SET PROBLEM: Arrange every one of the records below as a numbered list, leaving out blank lines and the pictures.

MATERIAL PROVIDED:
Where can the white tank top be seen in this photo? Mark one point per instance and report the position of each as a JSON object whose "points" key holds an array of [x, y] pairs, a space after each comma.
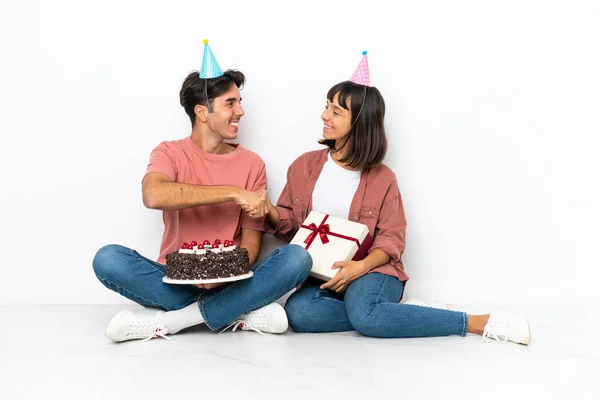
{"points": [[335, 189]]}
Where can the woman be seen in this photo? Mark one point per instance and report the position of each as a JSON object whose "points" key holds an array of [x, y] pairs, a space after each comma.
{"points": [[347, 179]]}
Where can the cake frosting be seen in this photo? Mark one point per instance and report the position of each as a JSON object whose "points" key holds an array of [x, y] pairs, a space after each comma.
{"points": [[207, 261]]}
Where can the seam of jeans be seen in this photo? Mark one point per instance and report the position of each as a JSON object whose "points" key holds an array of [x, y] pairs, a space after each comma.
{"points": [[465, 325], [154, 263], [383, 285], [120, 289]]}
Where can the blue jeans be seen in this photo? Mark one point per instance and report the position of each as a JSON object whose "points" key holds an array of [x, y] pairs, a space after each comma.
{"points": [[139, 279], [370, 305]]}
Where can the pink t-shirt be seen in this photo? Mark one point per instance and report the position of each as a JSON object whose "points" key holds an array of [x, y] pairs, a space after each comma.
{"points": [[184, 162]]}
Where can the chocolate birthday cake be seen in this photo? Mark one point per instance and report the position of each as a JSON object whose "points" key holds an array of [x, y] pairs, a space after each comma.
{"points": [[207, 261]]}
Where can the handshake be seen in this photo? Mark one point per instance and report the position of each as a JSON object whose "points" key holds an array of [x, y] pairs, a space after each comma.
{"points": [[254, 204]]}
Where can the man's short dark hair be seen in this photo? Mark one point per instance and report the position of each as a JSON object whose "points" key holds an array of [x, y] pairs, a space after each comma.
{"points": [[196, 90], [366, 143]]}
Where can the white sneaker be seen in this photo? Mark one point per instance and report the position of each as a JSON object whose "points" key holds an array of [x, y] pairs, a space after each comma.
{"points": [[507, 327], [143, 324], [268, 319], [436, 304]]}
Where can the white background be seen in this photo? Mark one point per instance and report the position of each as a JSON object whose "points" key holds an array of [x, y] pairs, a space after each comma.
{"points": [[492, 120]]}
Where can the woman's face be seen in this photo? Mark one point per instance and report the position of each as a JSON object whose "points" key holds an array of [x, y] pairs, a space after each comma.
{"points": [[337, 119]]}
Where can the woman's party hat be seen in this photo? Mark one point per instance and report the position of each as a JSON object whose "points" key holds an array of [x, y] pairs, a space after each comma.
{"points": [[361, 74]]}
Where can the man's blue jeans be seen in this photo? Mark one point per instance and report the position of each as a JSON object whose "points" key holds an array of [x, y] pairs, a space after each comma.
{"points": [[370, 306], [139, 279]]}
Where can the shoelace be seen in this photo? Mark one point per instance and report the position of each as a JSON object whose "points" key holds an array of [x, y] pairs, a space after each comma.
{"points": [[488, 336], [158, 332], [238, 323]]}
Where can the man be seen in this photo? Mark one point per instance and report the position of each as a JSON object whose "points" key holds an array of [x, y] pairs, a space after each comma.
{"points": [[199, 183]]}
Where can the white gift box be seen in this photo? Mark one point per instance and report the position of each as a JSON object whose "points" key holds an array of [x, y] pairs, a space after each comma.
{"points": [[330, 239]]}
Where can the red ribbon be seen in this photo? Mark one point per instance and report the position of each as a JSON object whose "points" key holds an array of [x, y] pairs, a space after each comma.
{"points": [[323, 230]]}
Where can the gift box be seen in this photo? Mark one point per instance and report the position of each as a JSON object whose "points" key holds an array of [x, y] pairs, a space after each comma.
{"points": [[329, 239]]}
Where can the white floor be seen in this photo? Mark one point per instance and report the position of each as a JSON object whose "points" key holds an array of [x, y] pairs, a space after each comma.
{"points": [[60, 352]]}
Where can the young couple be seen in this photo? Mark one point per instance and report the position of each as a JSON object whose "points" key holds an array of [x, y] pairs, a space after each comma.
{"points": [[208, 188]]}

THE COMPLETED TASK:
1. Where can the white tank top be seen in this photo? Mark one point per instance and report the position of each as a JSON object whose "points" key holds an array of [x, y] pairs, a space after each comma.
2. {"points": [[335, 189]]}
3. Where can the woman be seen in this photo? Mark one point per instance and report the position of each as a JSON object whose "points" key holds an array of [x, y] pairs, a space after each comma.
4. {"points": [[347, 179]]}
5. Where can the cake frosting be seen in this photo? Mark one point per instance and report the position of each as a JSON object whose "points" key holds an array of [x, y] pairs, a space after each comma.
6. {"points": [[207, 261]]}
7. Where can the seam of jeans be seen in this photo? Mark one point per instance and report the position of each as a JSON object whose "points" key holds an array of [x, y] pairs, a space after each comma.
8. {"points": [[465, 325], [154, 263], [383, 285], [120, 289]]}
9. Where can the blue jeans be seen in this photo? Mark one point per instance and report the position of each as a JSON object whose "points" key holds an array of [x, y] pairs, a space after each comma.
10. {"points": [[139, 279], [370, 305]]}
11. Where can the pink t-shirt be seen in this photo? Mark one point per instance and report the position of each as a JSON object whose "points" key holds an array of [x, y] pairs, a space after each comma.
12. {"points": [[184, 162]]}
13. Where can the chocolate birthday cake be seen in this photo? Mark one point per instance and report the position of each as a JSON object whose "points" key holds an array of [x, y] pairs, a space after each comma.
14. {"points": [[207, 261]]}
15. Where can the handshake be seen in this photo? Mark one point per instance and report the position of each as a JSON object whose "points" key holds an array of [x, y] pairs, a space after each comma.
16. {"points": [[254, 204]]}
17. Where can the man's short dark hair be seen in this photo? Mark one point per instance and report the position of each as a JSON object whose "points" key holds an array of [x, y] pairs, a space after each comma.
18. {"points": [[196, 90], [366, 143]]}
19. Where can the white sneaker be seen in this photo? Mark one point per instance and report the position of each as a JSON object whose "points" key holds an array of [x, y] pairs, a space after each comma.
20. {"points": [[507, 327], [143, 324], [268, 319], [436, 304]]}
21. Where can the white background be seen in this photo? Mark one point per instance and report the position of each as a JSON object whose "points" key holds an array of [x, y] pairs, a space after each comma.
22. {"points": [[492, 120]]}
23. Where can the woman's face be seen in this photo? Mark one point per instance and report the position of each as a JSON object whose "points" key holds an array of [x, y] pairs, a space after each comma.
24. {"points": [[337, 119]]}
25. Where can the woman's party hat be seen in this photo? Mark one point per instance and report the position of each as a JSON object whose "points" key holds an array of [x, y] pairs, a space after each comma.
26. {"points": [[361, 74]]}
27. Where can the man's blue jeans be seen in this photo? Mark one point per instance and report the position of each as a JSON object whose "points" key holds an array of [x, y] pairs, a space after each comma.
28. {"points": [[370, 306], [139, 279]]}
29. Where can the shoelace be seen in this photo? Mark one point per instance and report the position of each as a JSON object whose "points" key holds an array of [x, y] pairs, a space after each comma.
30. {"points": [[488, 336], [158, 332], [238, 323]]}
31. Where can the man be seen in this photo? Mark one point per instance and report the position of each as a JSON object whose "points" key holds an array of [x, y] pairs, a space after each comma.
32. {"points": [[199, 183]]}
33. Where can the white gift box be seen in this photo? Mark one point per instance and report the position of each as a JSON object whose "points" key holds an array of [x, y] pairs, a space after each comma.
34. {"points": [[330, 239]]}
35. Where can the red ribbon be seen in this photo? Mark one point per instance and report the position of each as a JSON object whose "points" key holds an array of [x, y] pairs, a space after each comma.
36. {"points": [[323, 230]]}
37. Where can the gift box be seen in this photo? Mark one point per instance and report the position of each as a JSON object whose "points" key holds an array of [x, y] pairs, a space after each comma.
38. {"points": [[329, 239]]}
39. Where can the white floor be seen in this photo? Mark one point per instance and report the position of each as a JSON object whose "points" key holds an array of [x, y] pairs, a space after each comma.
40. {"points": [[60, 352]]}
41. Where can the young couple be seen in this photo? Mark one point per instance and report the position of each as a JSON object whose "points" key holds an array of [x, y] pairs, a space after each comma.
42. {"points": [[208, 188]]}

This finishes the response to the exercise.